[Position identification records]

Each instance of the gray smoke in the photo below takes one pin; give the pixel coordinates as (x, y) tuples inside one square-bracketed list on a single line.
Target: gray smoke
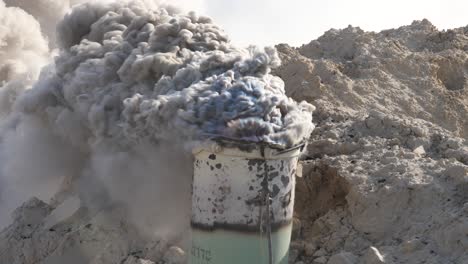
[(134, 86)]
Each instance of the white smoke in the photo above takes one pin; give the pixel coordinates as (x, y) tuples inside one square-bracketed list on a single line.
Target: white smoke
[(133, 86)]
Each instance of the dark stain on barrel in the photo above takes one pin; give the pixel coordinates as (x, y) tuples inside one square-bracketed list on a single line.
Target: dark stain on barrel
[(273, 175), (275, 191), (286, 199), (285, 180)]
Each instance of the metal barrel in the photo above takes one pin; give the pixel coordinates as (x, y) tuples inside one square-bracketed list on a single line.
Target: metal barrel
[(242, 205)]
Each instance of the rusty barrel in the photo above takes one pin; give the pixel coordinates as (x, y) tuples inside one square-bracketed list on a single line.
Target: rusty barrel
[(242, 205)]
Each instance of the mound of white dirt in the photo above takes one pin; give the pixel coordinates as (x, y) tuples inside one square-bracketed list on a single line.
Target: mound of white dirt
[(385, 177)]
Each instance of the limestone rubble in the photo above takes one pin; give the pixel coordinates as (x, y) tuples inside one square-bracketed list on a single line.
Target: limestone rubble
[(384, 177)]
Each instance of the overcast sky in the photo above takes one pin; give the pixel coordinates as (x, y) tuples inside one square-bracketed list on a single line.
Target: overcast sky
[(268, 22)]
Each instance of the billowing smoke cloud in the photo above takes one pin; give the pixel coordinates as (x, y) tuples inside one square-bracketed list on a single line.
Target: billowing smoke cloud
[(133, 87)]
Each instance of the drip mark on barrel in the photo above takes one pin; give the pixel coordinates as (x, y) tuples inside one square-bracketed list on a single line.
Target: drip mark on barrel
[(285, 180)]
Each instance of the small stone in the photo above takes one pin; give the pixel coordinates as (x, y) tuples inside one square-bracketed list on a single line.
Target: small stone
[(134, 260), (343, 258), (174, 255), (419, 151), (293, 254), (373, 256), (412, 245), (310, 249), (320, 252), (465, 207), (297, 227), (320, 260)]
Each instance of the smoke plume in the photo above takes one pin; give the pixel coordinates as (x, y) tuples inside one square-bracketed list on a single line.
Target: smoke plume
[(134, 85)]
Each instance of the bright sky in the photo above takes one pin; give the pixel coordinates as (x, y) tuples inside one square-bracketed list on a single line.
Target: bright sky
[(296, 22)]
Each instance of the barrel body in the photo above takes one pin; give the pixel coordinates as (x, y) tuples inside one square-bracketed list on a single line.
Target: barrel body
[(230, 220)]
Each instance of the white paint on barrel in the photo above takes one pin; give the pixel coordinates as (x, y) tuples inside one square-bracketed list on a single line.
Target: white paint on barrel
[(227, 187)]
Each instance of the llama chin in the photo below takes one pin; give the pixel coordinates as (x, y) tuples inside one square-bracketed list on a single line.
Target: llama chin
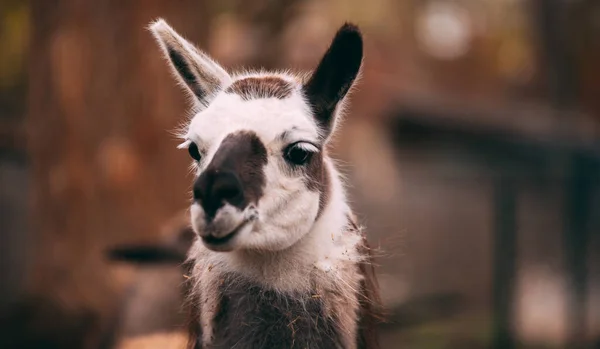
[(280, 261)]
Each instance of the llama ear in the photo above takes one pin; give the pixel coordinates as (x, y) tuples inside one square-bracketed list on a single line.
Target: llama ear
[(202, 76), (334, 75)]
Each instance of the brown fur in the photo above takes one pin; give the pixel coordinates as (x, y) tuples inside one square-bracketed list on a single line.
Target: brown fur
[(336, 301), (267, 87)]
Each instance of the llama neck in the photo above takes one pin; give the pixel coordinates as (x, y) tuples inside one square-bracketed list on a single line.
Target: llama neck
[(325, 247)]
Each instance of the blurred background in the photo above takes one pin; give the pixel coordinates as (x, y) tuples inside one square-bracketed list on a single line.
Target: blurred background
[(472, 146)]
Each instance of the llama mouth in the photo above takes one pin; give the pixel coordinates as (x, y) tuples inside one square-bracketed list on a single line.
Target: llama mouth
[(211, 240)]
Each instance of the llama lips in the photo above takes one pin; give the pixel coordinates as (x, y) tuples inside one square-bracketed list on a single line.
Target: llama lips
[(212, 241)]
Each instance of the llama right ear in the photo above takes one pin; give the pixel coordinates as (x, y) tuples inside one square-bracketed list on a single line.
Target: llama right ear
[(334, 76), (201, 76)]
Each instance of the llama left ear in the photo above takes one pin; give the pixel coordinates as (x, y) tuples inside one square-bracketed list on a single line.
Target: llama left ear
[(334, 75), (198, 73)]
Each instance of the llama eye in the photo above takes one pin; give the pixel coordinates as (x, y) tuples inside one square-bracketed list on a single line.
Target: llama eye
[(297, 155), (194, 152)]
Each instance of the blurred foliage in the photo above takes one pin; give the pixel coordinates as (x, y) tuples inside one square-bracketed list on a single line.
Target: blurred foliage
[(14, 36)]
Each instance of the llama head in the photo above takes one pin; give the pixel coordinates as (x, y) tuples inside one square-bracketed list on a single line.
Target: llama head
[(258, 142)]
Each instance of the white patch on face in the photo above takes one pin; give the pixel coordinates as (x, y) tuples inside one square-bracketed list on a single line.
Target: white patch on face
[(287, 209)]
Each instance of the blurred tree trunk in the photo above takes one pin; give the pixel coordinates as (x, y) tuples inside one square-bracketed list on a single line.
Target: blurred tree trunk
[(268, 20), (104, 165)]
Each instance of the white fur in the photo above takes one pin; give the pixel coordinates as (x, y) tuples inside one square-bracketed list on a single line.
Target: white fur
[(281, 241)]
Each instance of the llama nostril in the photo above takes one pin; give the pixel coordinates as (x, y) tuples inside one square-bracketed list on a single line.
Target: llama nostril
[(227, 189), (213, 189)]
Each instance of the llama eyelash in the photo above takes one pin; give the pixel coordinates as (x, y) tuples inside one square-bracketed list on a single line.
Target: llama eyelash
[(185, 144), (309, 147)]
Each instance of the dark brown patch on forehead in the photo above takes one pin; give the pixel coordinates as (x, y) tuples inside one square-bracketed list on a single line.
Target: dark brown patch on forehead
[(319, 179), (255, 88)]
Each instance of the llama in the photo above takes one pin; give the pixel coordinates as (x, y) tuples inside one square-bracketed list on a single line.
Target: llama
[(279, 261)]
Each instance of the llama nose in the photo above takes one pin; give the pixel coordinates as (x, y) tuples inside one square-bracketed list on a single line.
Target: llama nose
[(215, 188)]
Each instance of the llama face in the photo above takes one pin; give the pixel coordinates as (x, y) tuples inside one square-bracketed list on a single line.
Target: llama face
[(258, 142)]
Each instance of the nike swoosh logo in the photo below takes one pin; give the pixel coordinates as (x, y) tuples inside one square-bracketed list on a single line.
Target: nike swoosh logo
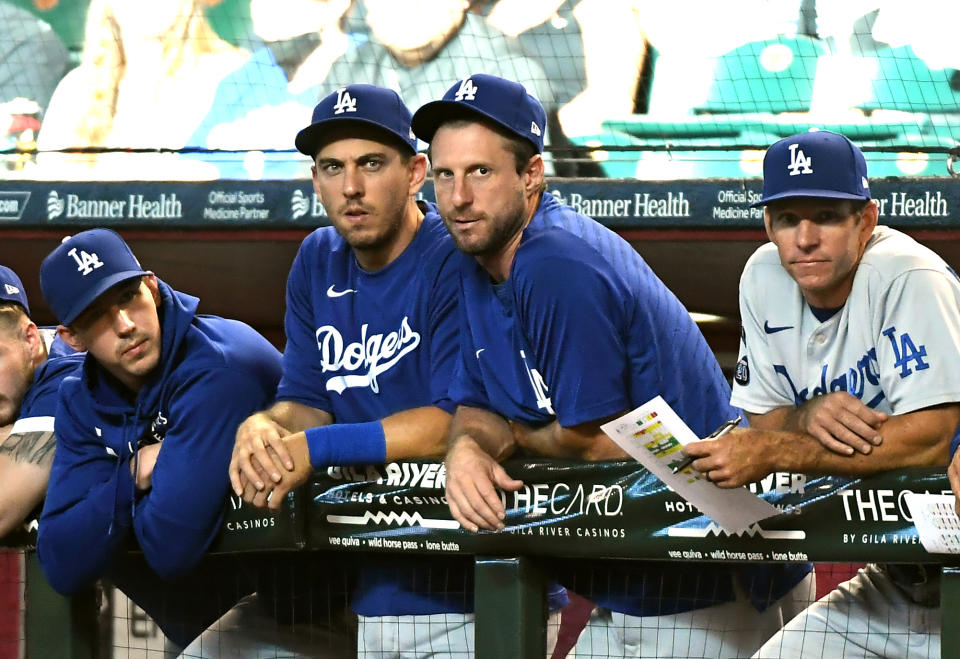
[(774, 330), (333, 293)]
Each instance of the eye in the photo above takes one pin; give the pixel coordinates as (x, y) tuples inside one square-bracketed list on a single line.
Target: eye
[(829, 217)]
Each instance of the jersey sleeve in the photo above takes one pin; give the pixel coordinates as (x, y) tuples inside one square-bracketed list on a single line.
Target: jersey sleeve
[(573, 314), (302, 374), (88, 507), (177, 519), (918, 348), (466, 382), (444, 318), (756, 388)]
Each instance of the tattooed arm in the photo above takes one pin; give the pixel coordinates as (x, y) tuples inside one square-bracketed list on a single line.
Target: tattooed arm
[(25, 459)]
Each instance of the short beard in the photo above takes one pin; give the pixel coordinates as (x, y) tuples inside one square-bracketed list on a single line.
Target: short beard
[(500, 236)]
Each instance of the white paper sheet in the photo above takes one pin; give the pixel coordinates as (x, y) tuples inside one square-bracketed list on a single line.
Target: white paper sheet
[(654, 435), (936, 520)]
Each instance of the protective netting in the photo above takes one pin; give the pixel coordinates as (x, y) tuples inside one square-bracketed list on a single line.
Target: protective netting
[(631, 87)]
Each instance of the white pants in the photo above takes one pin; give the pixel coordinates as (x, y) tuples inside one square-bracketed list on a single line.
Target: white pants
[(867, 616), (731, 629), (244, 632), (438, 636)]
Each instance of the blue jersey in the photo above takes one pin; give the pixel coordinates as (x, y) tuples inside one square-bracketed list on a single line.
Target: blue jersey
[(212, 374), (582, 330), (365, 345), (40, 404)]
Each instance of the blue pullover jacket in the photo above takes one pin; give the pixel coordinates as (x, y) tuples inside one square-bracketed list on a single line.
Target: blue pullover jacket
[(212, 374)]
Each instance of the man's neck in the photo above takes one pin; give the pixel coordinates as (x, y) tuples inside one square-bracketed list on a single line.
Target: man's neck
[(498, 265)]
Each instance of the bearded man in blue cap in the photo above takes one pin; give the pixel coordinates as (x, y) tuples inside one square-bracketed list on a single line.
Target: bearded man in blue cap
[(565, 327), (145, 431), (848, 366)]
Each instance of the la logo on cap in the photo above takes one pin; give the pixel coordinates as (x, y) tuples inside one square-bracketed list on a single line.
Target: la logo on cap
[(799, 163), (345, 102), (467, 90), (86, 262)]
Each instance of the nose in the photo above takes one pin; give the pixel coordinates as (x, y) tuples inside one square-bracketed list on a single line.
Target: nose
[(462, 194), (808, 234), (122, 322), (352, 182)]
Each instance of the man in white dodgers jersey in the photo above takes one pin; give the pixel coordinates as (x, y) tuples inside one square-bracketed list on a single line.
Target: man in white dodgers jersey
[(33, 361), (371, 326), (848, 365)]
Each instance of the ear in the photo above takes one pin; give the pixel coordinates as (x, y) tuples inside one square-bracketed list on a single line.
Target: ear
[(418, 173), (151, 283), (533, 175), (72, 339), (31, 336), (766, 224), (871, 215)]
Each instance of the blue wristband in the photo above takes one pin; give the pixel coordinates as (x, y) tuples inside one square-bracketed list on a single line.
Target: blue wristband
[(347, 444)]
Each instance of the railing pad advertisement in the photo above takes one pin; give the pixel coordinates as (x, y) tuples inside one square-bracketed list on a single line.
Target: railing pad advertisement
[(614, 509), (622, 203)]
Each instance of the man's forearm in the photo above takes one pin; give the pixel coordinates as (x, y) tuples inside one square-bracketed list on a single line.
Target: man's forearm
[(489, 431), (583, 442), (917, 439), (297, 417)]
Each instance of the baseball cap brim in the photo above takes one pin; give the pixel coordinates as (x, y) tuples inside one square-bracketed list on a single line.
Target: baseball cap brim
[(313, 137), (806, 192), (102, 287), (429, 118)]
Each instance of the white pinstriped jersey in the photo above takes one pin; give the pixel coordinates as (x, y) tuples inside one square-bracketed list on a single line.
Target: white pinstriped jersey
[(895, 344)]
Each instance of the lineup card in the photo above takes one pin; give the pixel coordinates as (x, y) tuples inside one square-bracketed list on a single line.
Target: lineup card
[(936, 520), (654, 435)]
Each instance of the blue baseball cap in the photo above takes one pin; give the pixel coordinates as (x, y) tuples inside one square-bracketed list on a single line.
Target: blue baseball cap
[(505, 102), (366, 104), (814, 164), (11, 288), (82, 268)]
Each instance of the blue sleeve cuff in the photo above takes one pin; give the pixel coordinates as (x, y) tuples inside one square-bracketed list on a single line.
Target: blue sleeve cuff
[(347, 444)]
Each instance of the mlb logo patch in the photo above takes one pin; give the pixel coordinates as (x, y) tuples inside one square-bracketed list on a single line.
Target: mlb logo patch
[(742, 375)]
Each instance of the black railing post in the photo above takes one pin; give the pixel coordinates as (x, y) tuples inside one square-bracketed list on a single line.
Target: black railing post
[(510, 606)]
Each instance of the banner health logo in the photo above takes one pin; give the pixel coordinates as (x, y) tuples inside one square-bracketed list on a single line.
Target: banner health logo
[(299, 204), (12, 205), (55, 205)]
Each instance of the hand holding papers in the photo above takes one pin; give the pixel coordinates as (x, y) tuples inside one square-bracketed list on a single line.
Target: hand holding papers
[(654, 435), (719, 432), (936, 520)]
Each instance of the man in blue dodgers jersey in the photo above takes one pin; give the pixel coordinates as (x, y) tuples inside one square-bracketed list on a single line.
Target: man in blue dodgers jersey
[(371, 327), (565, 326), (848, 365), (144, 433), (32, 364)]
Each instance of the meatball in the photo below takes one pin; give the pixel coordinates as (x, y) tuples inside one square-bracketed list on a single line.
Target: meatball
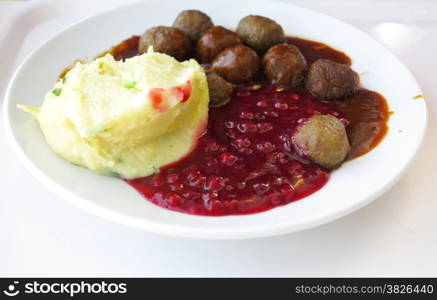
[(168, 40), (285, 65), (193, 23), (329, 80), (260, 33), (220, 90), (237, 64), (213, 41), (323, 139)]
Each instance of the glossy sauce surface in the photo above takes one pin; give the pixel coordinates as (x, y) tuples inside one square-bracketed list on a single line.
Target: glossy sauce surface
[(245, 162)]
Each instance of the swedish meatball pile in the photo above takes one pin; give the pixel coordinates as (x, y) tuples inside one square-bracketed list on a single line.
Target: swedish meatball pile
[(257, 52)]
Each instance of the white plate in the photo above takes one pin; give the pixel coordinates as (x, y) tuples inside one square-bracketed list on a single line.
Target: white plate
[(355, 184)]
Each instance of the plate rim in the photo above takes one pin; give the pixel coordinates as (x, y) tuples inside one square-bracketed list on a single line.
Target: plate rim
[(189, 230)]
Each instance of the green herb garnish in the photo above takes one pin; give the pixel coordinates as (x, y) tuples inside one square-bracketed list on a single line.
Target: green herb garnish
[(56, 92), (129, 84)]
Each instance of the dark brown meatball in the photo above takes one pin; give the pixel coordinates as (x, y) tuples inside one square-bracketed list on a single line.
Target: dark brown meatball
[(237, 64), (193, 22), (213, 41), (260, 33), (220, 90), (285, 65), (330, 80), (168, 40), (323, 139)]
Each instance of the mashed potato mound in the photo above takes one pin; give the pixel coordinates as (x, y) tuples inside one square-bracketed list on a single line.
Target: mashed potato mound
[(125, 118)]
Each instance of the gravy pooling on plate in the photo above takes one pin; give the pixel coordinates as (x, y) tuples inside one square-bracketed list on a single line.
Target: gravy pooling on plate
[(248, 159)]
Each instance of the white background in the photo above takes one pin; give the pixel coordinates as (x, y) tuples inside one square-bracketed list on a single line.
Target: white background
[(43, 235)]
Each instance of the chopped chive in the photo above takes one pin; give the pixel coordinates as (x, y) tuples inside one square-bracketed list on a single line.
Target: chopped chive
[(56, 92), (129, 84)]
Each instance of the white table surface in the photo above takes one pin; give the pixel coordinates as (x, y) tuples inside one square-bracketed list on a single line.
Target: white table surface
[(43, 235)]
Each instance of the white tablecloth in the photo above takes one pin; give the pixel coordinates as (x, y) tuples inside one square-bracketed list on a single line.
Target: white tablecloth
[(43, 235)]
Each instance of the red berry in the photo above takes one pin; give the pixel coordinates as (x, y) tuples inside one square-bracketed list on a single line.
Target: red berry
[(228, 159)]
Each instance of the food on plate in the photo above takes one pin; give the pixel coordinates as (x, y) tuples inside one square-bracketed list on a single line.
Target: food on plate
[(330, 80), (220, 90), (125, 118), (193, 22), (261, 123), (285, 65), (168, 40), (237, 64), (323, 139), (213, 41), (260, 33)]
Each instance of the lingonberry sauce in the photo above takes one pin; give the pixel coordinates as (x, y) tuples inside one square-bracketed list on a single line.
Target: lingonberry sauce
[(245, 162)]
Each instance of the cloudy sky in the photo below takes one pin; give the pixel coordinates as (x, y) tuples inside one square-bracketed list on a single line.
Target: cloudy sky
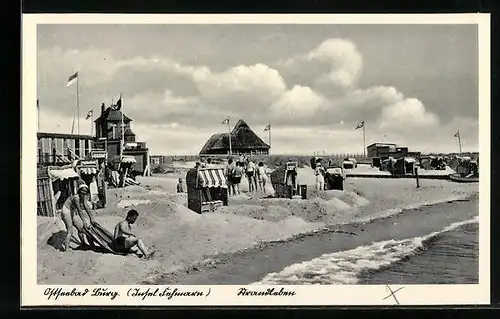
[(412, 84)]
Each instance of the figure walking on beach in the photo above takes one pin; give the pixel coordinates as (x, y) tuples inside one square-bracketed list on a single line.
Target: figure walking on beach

- [WHAT IS ASKED]: Swap "sauce" for "gravy" in the stretch from the line containing "Each instance of the glossy" through the line containing "[(257, 52)]", and give back only those lines with nothing else changed.

- [ANSWER]:
Each instance of the glossy gravy surface in the photo above takes one pin; give the pixel coordinates as (x, y) tuples inside one square-bracketed list on a single line.
Target: glossy gravy surface
[(245, 162)]
Each instance of the swedish meatball pile in the photo above takes one pin; give the pixel coordinates as (x, y) tuples inside one square-bracketed list on a single line.
Target: swedish meatball pile
[(257, 52)]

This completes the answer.